= EXTRACTED ENTRIES =
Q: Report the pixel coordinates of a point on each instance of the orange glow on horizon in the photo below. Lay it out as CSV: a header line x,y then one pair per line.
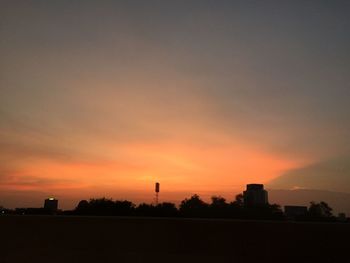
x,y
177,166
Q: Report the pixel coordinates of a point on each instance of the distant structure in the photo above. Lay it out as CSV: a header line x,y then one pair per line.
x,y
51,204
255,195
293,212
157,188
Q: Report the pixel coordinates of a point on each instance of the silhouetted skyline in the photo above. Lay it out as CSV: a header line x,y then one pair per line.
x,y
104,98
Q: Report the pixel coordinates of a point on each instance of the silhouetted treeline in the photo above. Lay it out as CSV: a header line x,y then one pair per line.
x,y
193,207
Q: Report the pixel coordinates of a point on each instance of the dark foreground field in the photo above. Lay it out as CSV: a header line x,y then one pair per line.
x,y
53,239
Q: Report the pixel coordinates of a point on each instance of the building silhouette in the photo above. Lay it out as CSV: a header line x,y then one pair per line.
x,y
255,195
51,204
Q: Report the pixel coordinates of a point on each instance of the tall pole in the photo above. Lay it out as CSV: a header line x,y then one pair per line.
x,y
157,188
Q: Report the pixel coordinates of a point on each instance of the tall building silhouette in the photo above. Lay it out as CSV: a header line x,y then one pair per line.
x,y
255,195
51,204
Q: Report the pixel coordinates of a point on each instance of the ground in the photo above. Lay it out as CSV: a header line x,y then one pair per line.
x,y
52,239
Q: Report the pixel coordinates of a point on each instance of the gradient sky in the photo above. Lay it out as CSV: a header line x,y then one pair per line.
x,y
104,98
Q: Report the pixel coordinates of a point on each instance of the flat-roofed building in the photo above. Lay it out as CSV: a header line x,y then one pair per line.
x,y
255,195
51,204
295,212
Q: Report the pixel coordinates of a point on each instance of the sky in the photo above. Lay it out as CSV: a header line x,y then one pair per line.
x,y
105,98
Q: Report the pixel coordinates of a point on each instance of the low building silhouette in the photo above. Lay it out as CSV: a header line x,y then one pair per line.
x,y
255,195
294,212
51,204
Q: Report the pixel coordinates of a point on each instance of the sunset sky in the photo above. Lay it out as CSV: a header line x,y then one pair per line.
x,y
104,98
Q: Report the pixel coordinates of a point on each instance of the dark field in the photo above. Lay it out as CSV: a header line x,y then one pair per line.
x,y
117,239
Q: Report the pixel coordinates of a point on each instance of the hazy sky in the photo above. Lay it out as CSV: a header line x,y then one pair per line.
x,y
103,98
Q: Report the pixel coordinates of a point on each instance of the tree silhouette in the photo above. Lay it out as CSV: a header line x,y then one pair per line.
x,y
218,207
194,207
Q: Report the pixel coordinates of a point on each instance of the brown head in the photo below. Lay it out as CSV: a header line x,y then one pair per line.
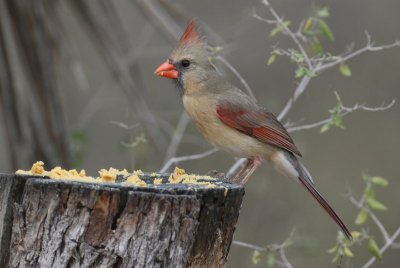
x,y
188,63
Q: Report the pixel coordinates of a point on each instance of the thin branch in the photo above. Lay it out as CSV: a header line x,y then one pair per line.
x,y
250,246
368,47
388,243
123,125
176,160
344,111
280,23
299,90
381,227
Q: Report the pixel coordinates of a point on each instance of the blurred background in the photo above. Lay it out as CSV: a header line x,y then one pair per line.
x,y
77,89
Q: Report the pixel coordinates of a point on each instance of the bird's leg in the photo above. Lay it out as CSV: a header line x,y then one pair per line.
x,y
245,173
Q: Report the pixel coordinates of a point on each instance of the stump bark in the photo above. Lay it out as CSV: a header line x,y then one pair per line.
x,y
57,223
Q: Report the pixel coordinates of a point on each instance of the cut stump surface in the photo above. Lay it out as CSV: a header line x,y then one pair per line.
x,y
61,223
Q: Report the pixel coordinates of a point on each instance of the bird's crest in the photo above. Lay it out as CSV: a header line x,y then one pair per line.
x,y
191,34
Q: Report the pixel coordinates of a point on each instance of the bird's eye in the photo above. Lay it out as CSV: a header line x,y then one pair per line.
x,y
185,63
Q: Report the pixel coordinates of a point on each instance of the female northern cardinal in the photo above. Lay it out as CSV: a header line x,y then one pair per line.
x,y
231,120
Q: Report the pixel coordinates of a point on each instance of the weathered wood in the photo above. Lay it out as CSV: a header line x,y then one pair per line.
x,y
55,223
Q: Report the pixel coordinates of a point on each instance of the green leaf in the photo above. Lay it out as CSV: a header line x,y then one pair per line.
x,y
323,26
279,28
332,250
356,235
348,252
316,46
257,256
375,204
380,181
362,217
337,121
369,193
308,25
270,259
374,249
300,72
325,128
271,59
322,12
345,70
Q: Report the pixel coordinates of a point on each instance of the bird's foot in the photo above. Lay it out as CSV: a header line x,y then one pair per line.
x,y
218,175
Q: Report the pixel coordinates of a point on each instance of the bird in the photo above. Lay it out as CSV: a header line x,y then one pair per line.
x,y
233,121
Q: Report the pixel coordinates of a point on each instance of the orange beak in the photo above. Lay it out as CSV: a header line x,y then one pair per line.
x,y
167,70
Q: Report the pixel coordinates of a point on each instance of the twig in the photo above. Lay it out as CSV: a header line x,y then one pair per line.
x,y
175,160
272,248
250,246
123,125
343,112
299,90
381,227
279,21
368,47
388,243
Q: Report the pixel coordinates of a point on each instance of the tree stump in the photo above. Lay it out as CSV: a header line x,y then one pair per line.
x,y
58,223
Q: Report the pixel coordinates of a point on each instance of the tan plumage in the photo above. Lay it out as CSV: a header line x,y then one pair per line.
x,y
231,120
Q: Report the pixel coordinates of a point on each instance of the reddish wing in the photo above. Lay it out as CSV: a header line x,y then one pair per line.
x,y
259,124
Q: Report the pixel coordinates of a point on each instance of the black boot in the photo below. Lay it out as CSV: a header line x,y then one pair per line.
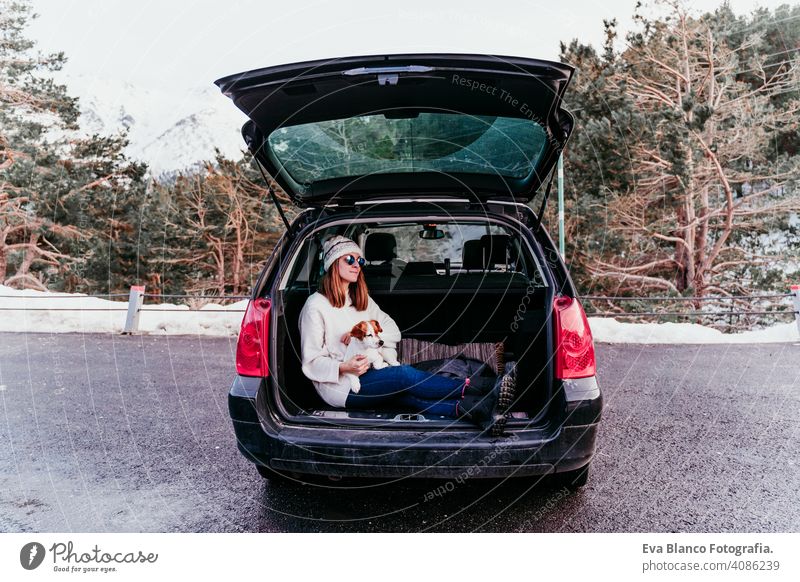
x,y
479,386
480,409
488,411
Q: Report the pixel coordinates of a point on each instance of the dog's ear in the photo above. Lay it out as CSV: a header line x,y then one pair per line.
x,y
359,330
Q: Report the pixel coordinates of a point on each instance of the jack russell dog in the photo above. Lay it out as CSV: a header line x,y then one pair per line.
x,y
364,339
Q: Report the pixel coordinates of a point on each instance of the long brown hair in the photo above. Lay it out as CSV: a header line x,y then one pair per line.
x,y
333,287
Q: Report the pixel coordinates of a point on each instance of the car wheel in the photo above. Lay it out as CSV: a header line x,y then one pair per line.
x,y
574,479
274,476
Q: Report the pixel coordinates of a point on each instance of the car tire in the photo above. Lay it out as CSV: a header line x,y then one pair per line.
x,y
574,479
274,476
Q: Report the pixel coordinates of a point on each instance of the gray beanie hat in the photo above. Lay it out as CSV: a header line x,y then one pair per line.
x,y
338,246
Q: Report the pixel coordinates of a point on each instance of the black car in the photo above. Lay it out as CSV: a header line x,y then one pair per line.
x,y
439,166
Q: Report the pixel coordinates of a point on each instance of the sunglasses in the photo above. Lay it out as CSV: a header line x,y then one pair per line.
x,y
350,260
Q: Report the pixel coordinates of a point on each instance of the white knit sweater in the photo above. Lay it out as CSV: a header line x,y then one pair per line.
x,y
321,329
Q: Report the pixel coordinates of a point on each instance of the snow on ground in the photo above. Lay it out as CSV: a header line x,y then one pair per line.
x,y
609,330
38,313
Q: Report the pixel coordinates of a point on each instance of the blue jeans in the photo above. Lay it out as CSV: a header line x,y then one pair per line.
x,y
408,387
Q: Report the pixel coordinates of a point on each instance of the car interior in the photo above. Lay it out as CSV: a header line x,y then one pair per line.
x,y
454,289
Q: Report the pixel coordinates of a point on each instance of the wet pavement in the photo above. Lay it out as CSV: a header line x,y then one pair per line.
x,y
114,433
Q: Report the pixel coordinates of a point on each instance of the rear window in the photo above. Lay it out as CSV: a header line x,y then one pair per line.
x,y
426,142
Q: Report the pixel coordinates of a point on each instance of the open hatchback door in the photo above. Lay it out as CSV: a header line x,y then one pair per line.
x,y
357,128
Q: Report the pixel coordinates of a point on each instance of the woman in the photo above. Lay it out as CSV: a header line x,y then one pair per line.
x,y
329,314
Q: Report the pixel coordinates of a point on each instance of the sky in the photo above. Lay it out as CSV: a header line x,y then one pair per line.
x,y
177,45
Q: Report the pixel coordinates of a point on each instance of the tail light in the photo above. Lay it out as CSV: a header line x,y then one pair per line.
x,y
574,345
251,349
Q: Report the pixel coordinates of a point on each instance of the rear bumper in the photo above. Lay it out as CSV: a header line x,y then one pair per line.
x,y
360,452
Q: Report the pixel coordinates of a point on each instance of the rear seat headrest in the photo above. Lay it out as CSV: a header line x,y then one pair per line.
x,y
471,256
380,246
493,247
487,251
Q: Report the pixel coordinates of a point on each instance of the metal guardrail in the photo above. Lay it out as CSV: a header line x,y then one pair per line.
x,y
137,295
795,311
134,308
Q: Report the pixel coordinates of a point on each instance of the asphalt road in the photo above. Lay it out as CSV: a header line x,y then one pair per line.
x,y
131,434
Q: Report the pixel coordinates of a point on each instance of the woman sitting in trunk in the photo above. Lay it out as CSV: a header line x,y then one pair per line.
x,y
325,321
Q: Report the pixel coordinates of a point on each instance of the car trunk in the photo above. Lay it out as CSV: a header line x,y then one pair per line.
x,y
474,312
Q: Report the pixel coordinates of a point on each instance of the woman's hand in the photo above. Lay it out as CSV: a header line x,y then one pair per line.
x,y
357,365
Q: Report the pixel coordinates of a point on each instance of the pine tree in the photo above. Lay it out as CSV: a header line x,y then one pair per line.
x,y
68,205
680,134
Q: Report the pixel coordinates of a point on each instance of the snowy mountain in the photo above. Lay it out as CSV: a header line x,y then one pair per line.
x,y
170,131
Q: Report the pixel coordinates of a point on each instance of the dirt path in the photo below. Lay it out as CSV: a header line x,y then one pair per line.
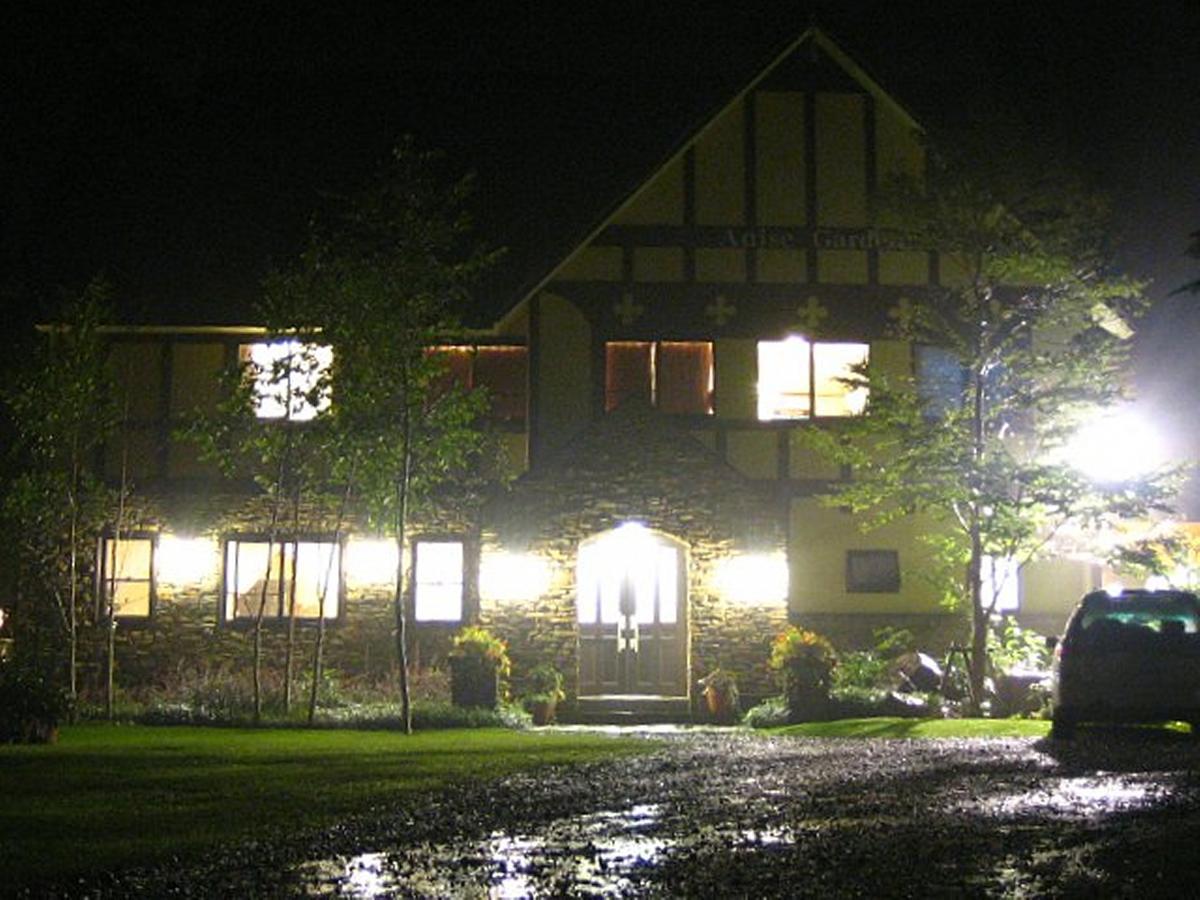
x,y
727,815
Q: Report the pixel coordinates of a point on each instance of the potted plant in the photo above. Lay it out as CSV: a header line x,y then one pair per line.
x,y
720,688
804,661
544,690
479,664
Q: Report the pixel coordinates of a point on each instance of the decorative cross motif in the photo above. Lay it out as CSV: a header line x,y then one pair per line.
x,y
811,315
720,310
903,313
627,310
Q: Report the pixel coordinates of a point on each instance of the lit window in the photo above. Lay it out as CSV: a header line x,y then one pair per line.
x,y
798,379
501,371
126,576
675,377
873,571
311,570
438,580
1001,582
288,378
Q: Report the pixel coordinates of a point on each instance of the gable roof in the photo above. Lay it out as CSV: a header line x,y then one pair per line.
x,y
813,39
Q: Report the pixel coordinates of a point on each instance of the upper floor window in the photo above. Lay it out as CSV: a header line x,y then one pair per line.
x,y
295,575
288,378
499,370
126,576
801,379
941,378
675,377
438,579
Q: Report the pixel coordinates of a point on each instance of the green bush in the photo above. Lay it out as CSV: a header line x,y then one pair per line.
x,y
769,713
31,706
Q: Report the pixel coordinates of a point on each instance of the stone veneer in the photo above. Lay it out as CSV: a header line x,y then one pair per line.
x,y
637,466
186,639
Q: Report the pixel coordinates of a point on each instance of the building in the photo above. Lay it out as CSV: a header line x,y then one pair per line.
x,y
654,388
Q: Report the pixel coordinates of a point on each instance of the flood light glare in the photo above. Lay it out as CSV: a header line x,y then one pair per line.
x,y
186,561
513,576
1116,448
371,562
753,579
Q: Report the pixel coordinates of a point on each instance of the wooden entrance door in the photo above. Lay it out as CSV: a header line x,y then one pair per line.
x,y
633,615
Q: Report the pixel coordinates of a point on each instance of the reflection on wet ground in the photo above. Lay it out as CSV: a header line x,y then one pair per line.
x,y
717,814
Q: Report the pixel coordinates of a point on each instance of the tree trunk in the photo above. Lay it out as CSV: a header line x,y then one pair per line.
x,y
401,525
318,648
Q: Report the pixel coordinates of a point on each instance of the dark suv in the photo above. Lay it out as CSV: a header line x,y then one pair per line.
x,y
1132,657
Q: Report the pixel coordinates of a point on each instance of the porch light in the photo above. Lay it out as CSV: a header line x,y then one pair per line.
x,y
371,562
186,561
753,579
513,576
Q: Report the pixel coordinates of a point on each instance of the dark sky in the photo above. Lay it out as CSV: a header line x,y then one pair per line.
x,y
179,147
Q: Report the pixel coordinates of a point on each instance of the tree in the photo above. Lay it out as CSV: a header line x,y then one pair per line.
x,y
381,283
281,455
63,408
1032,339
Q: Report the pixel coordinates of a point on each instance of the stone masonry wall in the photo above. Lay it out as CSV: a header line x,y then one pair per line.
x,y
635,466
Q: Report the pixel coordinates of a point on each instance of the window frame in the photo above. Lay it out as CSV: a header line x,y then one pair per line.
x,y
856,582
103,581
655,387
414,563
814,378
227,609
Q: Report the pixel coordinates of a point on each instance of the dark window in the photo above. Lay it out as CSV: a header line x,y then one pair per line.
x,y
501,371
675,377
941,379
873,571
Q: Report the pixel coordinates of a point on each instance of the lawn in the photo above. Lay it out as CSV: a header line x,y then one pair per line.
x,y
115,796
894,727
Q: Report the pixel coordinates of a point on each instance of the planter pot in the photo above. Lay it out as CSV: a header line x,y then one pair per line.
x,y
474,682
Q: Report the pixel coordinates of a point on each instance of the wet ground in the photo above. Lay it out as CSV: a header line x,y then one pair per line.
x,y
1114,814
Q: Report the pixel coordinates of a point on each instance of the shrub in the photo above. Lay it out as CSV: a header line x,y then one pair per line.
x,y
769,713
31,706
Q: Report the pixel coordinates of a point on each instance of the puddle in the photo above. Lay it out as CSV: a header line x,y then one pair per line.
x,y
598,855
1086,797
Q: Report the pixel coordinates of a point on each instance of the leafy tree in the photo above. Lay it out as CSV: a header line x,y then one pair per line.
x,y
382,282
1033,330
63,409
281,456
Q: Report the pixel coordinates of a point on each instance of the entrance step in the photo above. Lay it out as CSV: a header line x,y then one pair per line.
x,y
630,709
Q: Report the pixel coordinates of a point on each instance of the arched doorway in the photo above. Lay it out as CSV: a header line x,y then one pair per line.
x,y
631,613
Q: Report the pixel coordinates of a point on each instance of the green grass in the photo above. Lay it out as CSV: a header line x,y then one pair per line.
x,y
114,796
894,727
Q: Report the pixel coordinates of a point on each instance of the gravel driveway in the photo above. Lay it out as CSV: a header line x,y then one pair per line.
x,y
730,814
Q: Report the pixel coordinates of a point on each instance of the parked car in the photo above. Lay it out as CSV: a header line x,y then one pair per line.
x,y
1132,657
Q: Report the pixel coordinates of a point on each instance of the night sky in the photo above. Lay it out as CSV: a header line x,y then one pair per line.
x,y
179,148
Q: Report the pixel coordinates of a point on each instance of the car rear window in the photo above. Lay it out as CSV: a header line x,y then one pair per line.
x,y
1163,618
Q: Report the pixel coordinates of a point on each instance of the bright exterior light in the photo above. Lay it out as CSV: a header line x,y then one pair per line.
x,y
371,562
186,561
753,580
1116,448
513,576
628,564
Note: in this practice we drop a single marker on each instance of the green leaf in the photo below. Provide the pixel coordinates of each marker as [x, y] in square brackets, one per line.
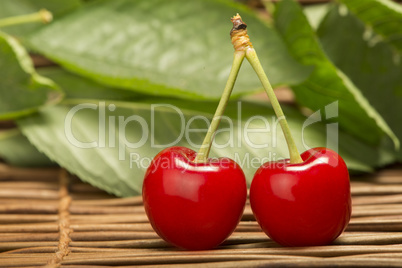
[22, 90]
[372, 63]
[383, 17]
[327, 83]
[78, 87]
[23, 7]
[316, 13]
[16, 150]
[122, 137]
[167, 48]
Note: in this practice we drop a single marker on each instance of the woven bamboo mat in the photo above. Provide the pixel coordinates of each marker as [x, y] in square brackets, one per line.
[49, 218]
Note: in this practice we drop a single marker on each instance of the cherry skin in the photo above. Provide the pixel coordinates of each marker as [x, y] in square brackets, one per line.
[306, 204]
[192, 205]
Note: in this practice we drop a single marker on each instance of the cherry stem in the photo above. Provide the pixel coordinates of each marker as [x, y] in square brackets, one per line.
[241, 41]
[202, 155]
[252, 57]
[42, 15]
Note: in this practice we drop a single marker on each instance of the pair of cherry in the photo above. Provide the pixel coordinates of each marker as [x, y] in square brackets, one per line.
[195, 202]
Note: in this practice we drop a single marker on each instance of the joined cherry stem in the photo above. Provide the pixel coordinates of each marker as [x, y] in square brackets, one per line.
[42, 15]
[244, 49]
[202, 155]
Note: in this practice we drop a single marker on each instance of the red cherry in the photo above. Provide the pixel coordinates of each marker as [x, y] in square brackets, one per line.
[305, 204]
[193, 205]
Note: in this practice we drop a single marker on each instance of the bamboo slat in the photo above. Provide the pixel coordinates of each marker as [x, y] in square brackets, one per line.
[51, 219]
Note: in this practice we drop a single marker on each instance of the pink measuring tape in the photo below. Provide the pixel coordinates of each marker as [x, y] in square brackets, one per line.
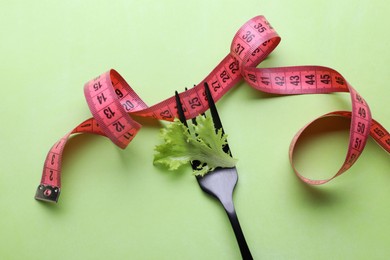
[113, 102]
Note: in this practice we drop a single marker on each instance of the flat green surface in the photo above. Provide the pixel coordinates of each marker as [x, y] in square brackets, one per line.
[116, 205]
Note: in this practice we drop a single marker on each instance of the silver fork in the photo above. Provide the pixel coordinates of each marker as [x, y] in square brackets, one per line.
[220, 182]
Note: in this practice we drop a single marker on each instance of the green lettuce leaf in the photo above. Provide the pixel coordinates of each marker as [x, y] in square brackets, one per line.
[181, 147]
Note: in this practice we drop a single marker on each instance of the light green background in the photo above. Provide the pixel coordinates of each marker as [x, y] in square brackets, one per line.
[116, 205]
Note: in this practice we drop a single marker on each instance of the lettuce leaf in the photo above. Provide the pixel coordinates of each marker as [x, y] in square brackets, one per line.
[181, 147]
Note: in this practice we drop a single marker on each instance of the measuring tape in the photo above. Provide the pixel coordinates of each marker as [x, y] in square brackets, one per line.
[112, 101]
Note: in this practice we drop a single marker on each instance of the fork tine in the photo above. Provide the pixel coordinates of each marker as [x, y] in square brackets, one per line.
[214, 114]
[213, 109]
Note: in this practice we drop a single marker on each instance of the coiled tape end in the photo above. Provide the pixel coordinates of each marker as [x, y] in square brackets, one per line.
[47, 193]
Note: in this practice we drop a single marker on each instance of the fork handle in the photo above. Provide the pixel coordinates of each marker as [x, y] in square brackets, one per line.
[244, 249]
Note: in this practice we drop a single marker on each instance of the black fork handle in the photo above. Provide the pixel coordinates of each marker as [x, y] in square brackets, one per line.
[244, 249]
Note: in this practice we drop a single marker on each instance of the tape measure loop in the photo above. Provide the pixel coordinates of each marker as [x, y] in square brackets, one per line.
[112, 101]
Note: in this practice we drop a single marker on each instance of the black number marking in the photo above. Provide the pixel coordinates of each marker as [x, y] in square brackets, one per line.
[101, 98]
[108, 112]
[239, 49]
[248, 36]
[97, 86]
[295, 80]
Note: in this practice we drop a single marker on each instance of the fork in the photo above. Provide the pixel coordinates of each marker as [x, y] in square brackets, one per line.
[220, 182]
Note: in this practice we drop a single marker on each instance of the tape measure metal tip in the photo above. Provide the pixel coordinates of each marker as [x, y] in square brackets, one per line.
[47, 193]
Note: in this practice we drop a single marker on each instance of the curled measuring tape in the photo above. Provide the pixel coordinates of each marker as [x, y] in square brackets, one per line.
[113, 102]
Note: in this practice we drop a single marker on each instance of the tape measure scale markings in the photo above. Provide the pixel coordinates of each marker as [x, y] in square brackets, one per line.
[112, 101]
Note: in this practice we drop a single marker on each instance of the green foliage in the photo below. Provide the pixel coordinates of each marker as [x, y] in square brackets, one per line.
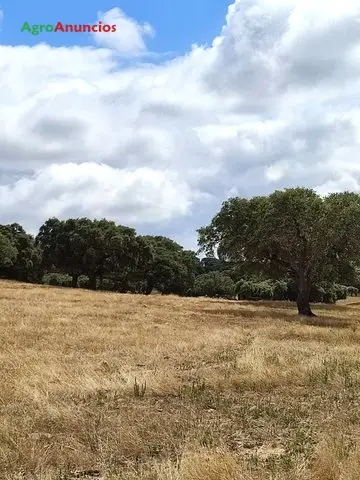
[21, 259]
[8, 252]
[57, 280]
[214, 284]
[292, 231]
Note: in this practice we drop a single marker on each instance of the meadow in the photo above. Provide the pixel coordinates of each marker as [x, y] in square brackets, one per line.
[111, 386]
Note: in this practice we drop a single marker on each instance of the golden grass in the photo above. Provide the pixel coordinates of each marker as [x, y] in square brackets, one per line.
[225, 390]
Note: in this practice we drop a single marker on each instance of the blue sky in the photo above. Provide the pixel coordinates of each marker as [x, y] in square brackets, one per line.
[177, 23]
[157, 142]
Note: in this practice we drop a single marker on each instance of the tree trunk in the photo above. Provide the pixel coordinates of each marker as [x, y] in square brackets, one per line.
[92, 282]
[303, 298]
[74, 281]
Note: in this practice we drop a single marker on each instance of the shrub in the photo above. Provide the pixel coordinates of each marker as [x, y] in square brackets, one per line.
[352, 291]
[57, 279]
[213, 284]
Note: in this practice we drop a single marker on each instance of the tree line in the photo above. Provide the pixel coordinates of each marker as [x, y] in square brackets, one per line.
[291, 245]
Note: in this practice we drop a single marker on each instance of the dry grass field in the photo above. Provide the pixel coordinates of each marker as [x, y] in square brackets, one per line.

= EXERCISE =
Reproduce the listing above exactly from the line containing "of the golden" through its last line, with both of those lines included.

= SOLUTION TO THIS TASK =
Note: in this practice we drop a single marker on each instance of the golden grass in the photo above. Provide the pixel coordinates of each marker as [x, y] in square brackets, one per line.
[225, 390]
Note: in this practice we drop a single marker on each instance of the blue sky in the photo above. Provide the pixel coordinates of each marker as [x, y] in square brackets, one per line.
[177, 23]
[157, 142]
Note: in this practice we drop a single marker on each instance of the tree trunk in the photo above. Provide the pixel coordinates of each marker as [x, y] in square brackets, one per line.
[92, 282]
[303, 298]
[74, 281]
Note: in this practice we drop a single marker on each instance of the shrub in the photo above. Provide the pixel coordinates of each marker as [x, y] in square brackets, one per line.
[352, 291]
[57, 279]
[213, 284]
Note: in this practice we drop a single marker on each instance of the tree line in the photo above. Provide the pixel coordinates of each marker as [x, y] in square brackets, one per line.
[291, 245]
Note: in this practice we drop a single marker on each instance of the dry grass field in the photo above. Provide the pixel coordinates of each marker as [x, y] in square brackets, one per line.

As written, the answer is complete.